> [Passage extrait]:
Ressources Strateco inc. a mis en demeure le Bureau d’audiences publiques sur l’environnement (BAPE) de récuser le président de la commission d’enquête sur les enjeux de la filière uranifère, M. Louis-Gilles Francoeur, qui est aussi le vice-président de l’organisme. Si le BAPE refuse d’obtempérer, l’entreprise dit vouloir s’adresser à la Cour supérieure pour obtenir cette récusation. De même, Strateco demande au gouvernement « de mettre immédiatement un terme à cette commission en raison de son inutilité et du fait que le mandat de celle-ci comprend le territoire conventionné de la Baie-James ».

> [Lignes fournies]:
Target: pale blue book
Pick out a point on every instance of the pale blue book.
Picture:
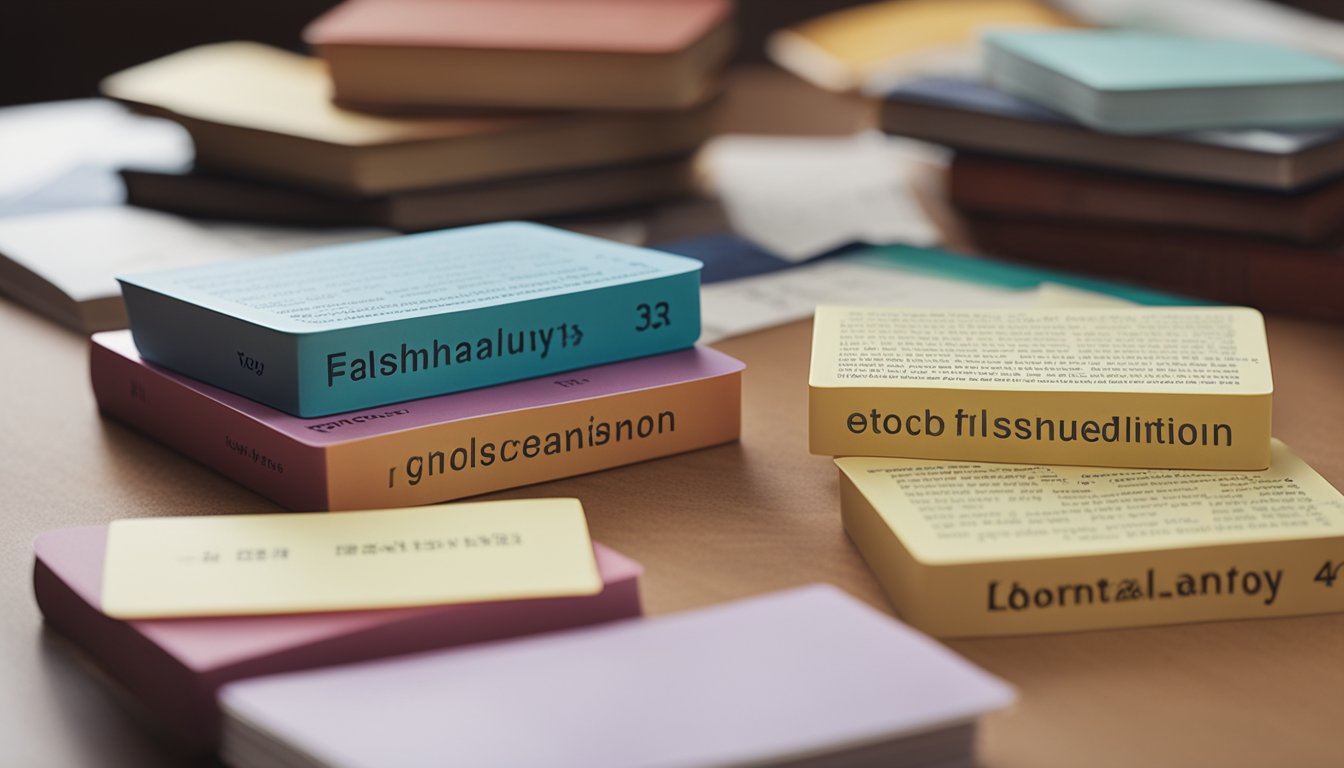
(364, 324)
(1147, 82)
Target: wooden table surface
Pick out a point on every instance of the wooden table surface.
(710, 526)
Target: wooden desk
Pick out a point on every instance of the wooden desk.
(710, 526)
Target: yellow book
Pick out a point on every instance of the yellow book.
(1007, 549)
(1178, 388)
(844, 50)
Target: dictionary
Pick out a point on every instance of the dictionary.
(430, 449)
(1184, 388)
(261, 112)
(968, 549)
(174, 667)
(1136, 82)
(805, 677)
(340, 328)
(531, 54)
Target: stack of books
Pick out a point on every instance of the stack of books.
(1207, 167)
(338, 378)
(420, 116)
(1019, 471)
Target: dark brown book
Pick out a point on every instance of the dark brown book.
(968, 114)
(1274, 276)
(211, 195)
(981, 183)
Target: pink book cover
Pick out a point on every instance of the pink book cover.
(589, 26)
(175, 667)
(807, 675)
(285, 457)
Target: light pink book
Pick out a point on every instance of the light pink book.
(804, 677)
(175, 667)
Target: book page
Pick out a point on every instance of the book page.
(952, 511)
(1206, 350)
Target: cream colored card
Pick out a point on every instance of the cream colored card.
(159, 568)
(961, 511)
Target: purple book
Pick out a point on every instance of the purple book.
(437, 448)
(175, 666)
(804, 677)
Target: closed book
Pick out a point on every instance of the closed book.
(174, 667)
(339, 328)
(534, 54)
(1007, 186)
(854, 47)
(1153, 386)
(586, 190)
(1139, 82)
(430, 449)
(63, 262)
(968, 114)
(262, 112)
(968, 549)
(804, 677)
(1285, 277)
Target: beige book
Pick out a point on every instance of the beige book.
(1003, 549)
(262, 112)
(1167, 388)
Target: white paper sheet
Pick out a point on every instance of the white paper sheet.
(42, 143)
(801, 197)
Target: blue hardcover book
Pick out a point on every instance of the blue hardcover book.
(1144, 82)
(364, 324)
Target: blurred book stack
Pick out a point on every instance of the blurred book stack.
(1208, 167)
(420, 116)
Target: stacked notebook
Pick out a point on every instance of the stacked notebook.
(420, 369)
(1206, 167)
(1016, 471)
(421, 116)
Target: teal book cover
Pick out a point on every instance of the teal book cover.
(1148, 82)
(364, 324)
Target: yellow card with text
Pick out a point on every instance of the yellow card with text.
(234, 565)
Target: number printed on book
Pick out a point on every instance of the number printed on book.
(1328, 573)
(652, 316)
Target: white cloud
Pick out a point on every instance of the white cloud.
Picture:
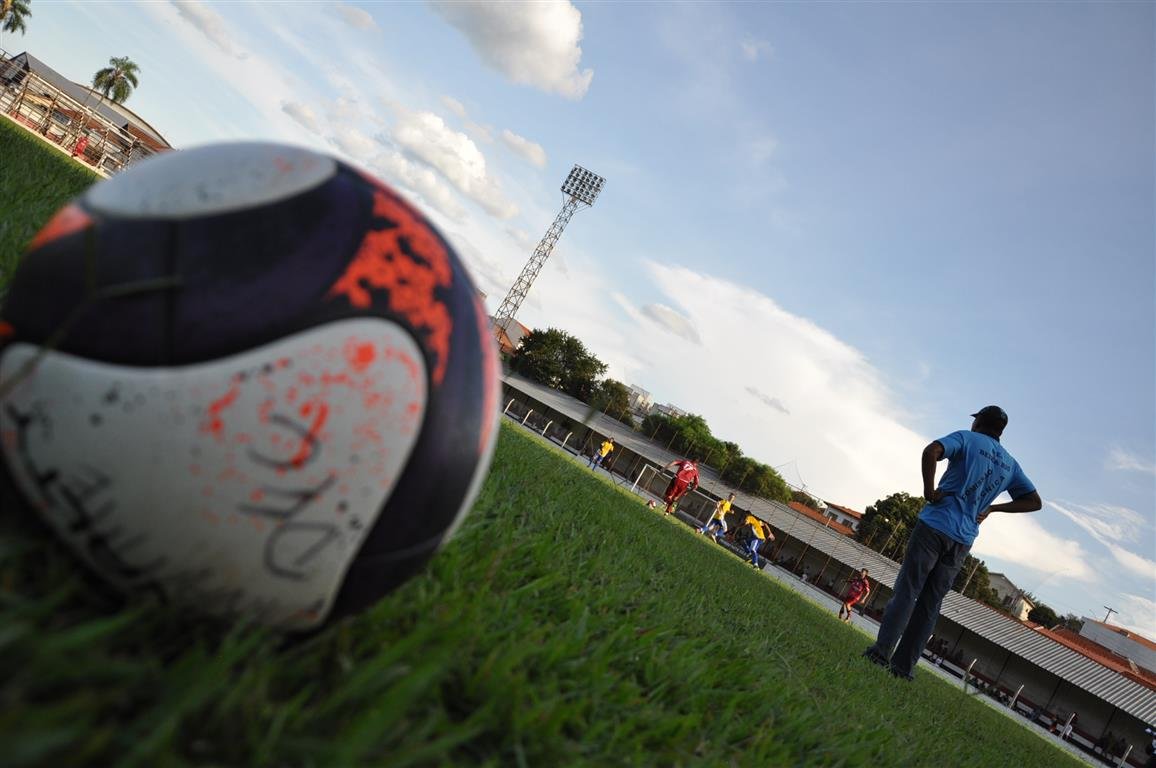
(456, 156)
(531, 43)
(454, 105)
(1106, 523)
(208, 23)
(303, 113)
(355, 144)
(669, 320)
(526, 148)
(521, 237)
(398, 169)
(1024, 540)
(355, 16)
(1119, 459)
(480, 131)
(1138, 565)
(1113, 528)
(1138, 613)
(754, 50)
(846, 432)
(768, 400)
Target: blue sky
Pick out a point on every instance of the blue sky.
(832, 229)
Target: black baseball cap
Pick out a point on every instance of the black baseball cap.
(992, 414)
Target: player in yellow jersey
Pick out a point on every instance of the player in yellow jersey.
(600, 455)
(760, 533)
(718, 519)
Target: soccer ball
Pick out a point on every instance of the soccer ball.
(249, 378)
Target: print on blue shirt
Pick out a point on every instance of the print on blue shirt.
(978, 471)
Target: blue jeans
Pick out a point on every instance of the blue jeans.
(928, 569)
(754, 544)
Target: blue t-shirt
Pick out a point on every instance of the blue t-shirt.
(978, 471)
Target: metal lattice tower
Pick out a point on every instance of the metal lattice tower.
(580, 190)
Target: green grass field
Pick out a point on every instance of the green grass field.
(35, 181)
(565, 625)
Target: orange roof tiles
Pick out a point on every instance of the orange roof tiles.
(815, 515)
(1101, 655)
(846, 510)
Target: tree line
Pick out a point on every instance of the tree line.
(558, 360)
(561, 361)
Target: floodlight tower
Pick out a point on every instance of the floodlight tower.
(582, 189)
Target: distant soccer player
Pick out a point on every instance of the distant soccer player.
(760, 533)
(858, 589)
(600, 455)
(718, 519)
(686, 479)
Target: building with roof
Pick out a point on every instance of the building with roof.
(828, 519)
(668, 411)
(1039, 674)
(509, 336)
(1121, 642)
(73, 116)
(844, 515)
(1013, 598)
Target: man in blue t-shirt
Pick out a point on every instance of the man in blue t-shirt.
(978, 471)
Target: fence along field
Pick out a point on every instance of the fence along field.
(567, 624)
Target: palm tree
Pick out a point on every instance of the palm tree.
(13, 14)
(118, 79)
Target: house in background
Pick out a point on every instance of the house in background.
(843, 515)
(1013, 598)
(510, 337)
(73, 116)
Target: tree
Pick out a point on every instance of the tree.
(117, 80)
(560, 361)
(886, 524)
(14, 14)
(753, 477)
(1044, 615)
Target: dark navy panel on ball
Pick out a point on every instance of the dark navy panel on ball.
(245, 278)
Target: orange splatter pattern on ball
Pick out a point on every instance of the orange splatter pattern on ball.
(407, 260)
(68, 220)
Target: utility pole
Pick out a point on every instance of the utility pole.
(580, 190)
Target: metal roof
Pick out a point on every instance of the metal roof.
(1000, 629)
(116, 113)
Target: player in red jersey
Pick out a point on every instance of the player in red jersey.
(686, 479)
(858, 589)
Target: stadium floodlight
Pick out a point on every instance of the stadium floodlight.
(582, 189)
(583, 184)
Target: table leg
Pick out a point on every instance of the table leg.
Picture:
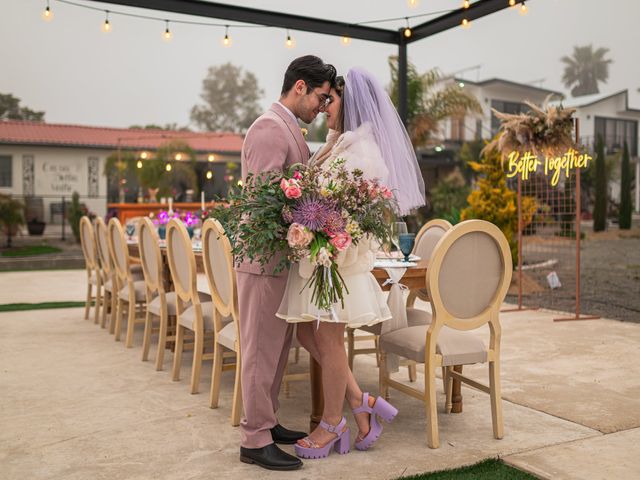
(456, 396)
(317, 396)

> [Objectif visé]:
Reprenez le texte sur la mise en demeure adressée au BAPE par Ressources Strateco et poursuivez-le après sa dernière phrase.

> [Réponse attendue]:
Tout cela ressemble plus à une opération de relations publiques malhabile qu’à un réel enjeu juridique. M. Francoeur a été nommé vice-président du BAPE par un décret du gouvernement, conformément à la Loi sur la qualité de l’environnement. Cette loi prévoit que le président du BAPE nomme ensuite, parmi les membres du BAPE, ceux qui devront agir comme commissaires dans les différentes commissions d’enquête, lorsque l’organisme reçoit un tel mandat du ministre. C’est ainsi que le président du BAPE, M. Pierre Baril (aucun lien de parenté avec l’auteur de ces lignes), a nommé M. Francoeur président de la Commission d’enquête sur les enjeux de la filière uranifère au Québec. M. Francoeur y est accompagné par deux autres commissaires nommés de la même façon, dont un, M. Joseph Zayed, a siégé à 19 commissions d’enquête, dont 12 à titre de président.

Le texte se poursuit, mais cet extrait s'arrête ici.